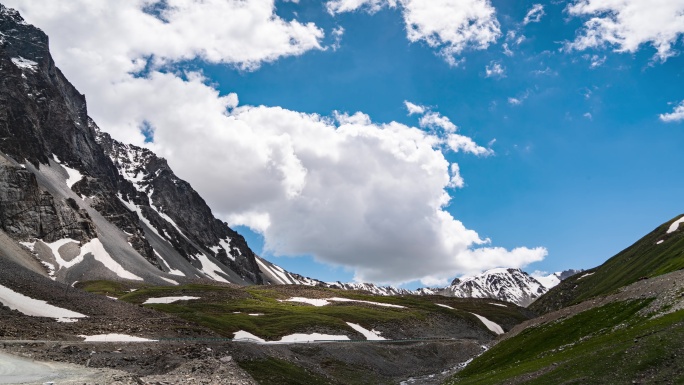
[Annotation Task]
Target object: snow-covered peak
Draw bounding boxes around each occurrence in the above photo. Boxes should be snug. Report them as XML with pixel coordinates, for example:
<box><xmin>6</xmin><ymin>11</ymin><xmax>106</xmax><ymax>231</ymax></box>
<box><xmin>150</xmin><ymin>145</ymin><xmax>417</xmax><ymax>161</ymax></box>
<box><xmin>437</xmin><ymin>268</ymin><xmax>548</xmax><ymax>306</ymax></box>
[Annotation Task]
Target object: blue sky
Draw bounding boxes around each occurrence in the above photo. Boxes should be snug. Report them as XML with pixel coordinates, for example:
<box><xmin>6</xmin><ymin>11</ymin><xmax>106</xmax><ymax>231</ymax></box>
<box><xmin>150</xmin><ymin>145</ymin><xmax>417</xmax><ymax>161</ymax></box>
<box><xmin>8</xmin><ymin>0</ymin><xmax>684</xmax><ymax>287</ymax></box>
<box><xmin>219</xmin><ymin>0</ymin><xmax>684</xmax><ymax>281</ymax></box>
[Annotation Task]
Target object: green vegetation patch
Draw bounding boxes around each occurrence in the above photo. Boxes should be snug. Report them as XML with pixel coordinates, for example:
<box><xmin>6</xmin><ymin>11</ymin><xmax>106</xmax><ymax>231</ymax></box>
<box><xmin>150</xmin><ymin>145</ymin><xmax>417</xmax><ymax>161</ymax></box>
<box><xmin>74</xmin><ymin>280</ymin><xmax>145</xmax><ymax>298</ymax></box>
<box><xmin>238</xmin><ymin>357</ymin><xmax>334</xmax><ymax>385</ymax></box>
<box><xmin>447</xmin><ymin>300</ymin><xmax>684</xmax><ymax>384</ymax></box>
<box><xmin>529</xmin><ymin>216</ymin><xmax>684</xmax><ymax>314</ymax></box>
<box><xmin>109</xmin><ymin>285</ymin><xmax>471</xmax><ymax>340</ymax></box>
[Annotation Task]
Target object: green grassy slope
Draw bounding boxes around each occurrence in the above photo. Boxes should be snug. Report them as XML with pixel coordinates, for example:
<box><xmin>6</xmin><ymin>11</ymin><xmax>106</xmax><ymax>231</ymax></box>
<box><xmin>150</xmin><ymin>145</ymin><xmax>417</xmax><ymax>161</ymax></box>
<box><xmin>446</xmin><ymin>300</ymin><xmax>684</xmax><ymax>385</ymax></box>
<box><xmin>529</xmin><ymin>215</ymin><xmax>684</xmax><ymax>314</ymax></box>
<box><xmin>79</xmin><ymin>281</ymin><xmax>532</xmax><ymax>340</ymax></box>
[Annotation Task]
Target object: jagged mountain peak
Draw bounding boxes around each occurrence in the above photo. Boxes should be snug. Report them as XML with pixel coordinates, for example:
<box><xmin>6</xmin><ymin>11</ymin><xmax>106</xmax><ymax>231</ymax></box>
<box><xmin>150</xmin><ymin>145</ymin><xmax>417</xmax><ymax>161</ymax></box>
<box><xmin>0</xmin><ymin>5</ymin><xmax>263</xmax><ymax>284</ymax></box>
<box><xmin>438</xmin><ymin>268</ymin><xmax>547</xmax><ymax>306</ymax></box>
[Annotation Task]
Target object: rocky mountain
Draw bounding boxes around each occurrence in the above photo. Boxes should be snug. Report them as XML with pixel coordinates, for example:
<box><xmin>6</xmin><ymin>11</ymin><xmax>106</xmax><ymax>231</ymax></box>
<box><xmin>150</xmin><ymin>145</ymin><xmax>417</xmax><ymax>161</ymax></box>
<box><xmin>534</xmin><ymin>269</ymin><xmax>584</xmax><ymax>289</ymax></box>
<box><xmin>0</xmin><ymin>5</ymin><xmax>576</xmax><ymax>305</ymax></box>
<box><xmin>0</xmin><ymin>5</ymin><xmax>272</xmax><ymax>284</ymax></box>
<box><xmin>257</xmin><ymin>259</ymin><xmax>581</xmax><ymax>307</ymax></box>
<box><xmin>435</xmin><ymin>268</ymin><xmax>548</xmax><ymax>306</ymax></box>
<box><xmin>530</xmin><ymin>215</ymin><xmax>684</xmax><ymax>314</ymax></box>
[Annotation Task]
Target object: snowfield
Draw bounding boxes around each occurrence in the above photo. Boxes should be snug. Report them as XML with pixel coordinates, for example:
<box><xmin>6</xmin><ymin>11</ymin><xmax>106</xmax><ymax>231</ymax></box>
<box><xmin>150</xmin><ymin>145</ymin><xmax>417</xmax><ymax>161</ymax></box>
<box><xmin>0</xmin><ymin>285</ymin><xmax>87</xmax><ymax>322</ymax></box>
<box><xmin>470</xmin><ymin>313</ymin><xmax>504</xmax><ymax>334</ymax></box>
<box><xmin>233</xmin><ymin>330</ymin><xmax>349</xmax><ymax>345</ymax></box>
<box><xmin>143</xmin><ymin>295</ymin><xmax>200</xmax><ymax>305</ymax></box>
<box><xmin>278</xmin><ymin>297</ymin><xmax>406</xmax><ymax>309</ymax></box>
<box><xmin>347</xmin><ymin>322</ymin><xmax>386</xmax><ymax>341</ymax></box>
<box><xmin>667</xmin><ymin>217</ymin><xmax>684</xmax><ymax>234</ymax></box>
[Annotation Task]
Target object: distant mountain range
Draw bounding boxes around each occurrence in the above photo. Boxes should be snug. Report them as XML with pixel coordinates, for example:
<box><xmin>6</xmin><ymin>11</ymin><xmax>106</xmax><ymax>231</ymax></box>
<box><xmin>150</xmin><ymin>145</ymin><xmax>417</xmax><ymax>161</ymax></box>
<box><xmin>0</xmin><ymin>5</ymin><xmax>567</xmax><ymax>305</ymax></box>
<box><xmin>260</xmin><ymin>261</ymin><xmax>581</xmax><ymax>306</ymax></box>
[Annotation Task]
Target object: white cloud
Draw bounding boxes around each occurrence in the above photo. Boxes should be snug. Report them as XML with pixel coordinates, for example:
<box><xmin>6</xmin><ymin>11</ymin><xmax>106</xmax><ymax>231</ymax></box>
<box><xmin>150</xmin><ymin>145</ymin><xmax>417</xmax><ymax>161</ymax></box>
<box><xmin>501</xmin><ymin>43</ymin><xmax>514</xmax><ymax>57</ymax></box>
<box><xmin>523</xmin><ymin>4</ymin><xmax>545</xmax><ymax>25</ymax></box>
<box><xmin>326</xmin><ymin>0</ymin><xmax>501</xmax><ymax>66</ymax></box>
<box><xmin>566</xmin><ymin>0</ymin><xmax>684</xmax><ymax>61</ymax></box>
<box><xmin>449</xmin><ymin>163</ymin><xmax>465</xmax><ymax>188</ymax></box>
<box><xmin>660</xmin><ymin>100</ymin><xmax>684</xmax><ymax>123</ymax></box>
<box><xmin>330</xmin><ymin>27</ymin><xmax>344</xmax><ymax>51</ymax></box>
<box><xmin>485</xmin><ymin>61</ymin><xmax>506</xmax><ymax>78</ymax></box>
<box><xmin>447</xmin><ymin>134</ymin><xmax>494</xmax><ymax>156</ymax></box>
<box><xmin>2</xmin><ymin>0</ymin><xmax>546</xmax><ymax>283</ymax></box>
<box><xmin>508</xmin><ymin>90</ymin><xmax>530</xmax><ymax>106</ymax></box>
<box><xmin>585</xmin><ymin>55</ymin><xmax>606</xmax><ymax>69</ymax></box>
<box><xmin>325</xmin><ymin>0</ymin><xmax>397</xmax><ymax>15</ymax></box>
<box><xmin>420</xmin><ymin>111</ymin><xmax>458</xmax><ymax>132</ymax></box>
<box><xmin>404</xmin><ymin>100</ymin><xmax>426</xmax><ymax>116</ymax></box>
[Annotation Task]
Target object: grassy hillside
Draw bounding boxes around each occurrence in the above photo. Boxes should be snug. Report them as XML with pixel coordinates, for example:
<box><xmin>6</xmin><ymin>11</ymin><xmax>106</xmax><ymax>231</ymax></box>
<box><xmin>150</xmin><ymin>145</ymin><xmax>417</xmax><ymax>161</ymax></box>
<box><xmin>79</xmin><ymin>281</ymin><xmax>532</xmax><ymax>340</ymax></box>
<box><xmin>529</xmin><ymin>215</ymin><xmax>684</xmax><ymax>314</ymax></box>
<box><xmin>447</xmin><ymin>299</ymin><xmax>684</xmax><ymax>385</ymax></box>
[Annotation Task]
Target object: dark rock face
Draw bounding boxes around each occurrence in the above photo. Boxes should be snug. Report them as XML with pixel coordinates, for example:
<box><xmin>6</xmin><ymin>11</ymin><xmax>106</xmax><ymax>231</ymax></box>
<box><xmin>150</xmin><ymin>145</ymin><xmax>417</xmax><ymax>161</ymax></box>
<box><xmin>0</xmin><ymin>5</ymin><xmax>263</xmax><ymax>284</ymax></box>
<box><xmin>96</xmin><ymin>129</ymin><xmax>263</xmax><ymax>284</ymax></box>
<box><xmin>0</xmin><ymin>160</ymin><xmax>97</xmax><ymax>242</ymax></box>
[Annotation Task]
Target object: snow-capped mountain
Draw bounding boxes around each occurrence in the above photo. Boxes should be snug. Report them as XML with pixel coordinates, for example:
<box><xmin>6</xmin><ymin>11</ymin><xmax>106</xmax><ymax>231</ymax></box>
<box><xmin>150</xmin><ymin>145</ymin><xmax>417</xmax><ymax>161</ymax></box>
<box><xmin>437</xmin><ymin>268</ymin><xmax>548</xmax><ymax>306</ymax></box>
<box><xmin>532</xmin><ymin>269</ymin><xmax>584</xmax><ymax>289</ymax></box>
<box><xmin>0</xmin><ymin>5</ymin><xmax>267</xmax><ymax>284</ymax></box>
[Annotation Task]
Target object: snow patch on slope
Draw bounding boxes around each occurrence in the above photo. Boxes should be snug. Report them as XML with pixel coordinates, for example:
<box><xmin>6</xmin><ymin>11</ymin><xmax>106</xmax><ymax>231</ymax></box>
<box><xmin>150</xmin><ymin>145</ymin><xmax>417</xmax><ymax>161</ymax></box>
<box><xmin>12</xmin><ymin>56</ymin><xmax>38</xmax><ymax>72</ymax></box>
<box><xmin>233</xmin><ymin>330</ymin><xmax>349</xmax><ymax>344</ymax></box>
<box><xmin>347</xmin><ymin>322</ymin><xmax>386</xmax><ymax>341</ymax></box>
<box><xmin>0</xmin><ymin>285</ymin><xmax>86</xmax><ymax>322</ymax></box>
<box><xmin>667</xmin><ymin>217</ymin><xmax>684</xmax><ymax>234</ymax></box>
<box><xmin>143</xmin><ymin>295</ymin><xmax>200</xmax><ymax>305</ymax></box>
<box><xmin>470</xmin><ymin>313</ymin><xmax>504</xmax><ymax>334</ymax></box>
<box><xmin>43</xmin><ymin>238</ymin><xmax>143</xmax><ymax>281</ymax></box>
<box><xmin>278</xmin><ymin>297</ymin><xmax>406</xmax><ymax>309</ymax></box>
<box><xmin>194</xmin><ymin>253</ymin><xmax>230</xmax><ymax>283</ymax></box>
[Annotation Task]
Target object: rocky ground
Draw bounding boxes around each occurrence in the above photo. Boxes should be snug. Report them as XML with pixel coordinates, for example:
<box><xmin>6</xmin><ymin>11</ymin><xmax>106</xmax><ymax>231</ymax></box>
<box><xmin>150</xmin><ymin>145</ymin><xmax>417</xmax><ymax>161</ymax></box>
<box><xmin>494</xmin><ymin>270</ymin><xmax>684</xmax><ymax>343</ymax></box>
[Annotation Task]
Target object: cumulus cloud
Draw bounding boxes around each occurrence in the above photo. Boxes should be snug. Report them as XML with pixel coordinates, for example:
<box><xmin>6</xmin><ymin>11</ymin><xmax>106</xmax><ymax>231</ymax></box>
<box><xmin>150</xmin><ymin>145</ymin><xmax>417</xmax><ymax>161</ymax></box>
<box><xmin>6</xmin><ymin>0</ymin><xmax>546</xmax><ymax>283</ymax></box>
<box><xmin>325</xmin><ymin>0</ymin><xmax>397</xmax><ymax>15</ymax></box>
<box><xmin>420</xmin><ymin>111</ymin><xmax>458</xmax><ymax>132</ymax></box>
<box><xmin>326</xmin><ymin>0</ymin><xmax>501</xmax><ymax>66</ymax></box>
<box><xmin>566</xmin><ymin>0</ymin><xmax>684</xmax><ymax>61</ymax></box>
<box><xmin>485</xmin><ymin>61</ymin><xmax>506</xmax><ymax>78</ymax></box>
<box><xmin>404</xmin><ymin>100</ymin><xmax>426</xmax><ymax>116</ymax></box>
<box><xmin>523</xmin><ymin>4</ymin><xmax>545</xmax><ymax>25</ymax></box>
<box><xmin>660</xmin><ymin>100</ymin><xmax>684</xmax><ymax>123</ymax></box>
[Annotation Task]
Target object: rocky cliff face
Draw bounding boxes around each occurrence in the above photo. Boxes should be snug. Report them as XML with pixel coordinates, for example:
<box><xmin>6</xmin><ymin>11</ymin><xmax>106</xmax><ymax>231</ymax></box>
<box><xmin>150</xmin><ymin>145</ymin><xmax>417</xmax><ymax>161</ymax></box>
<box><xmin>0</xmin><ymin>5</ymin><xmax>263</xmax><ymax>284</ymax></box>
<box><xmin>435</xmin><ymin>269</ymin><xmax>548</xmax><ymax>306</ymax></box>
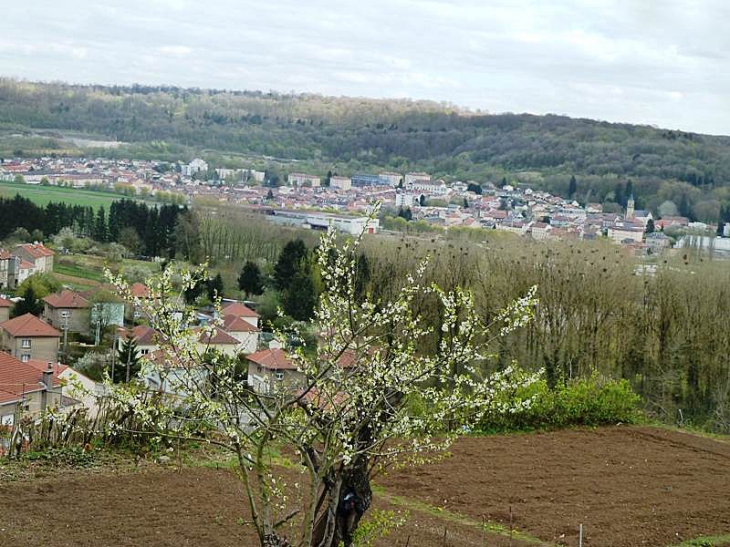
##############################
• [Goal of the exercise]: Gather every line in the records above that contains the word "grassy", matching case exactly.

• [Output below]:
Target object: green grassy slope
Target object: grassy hillside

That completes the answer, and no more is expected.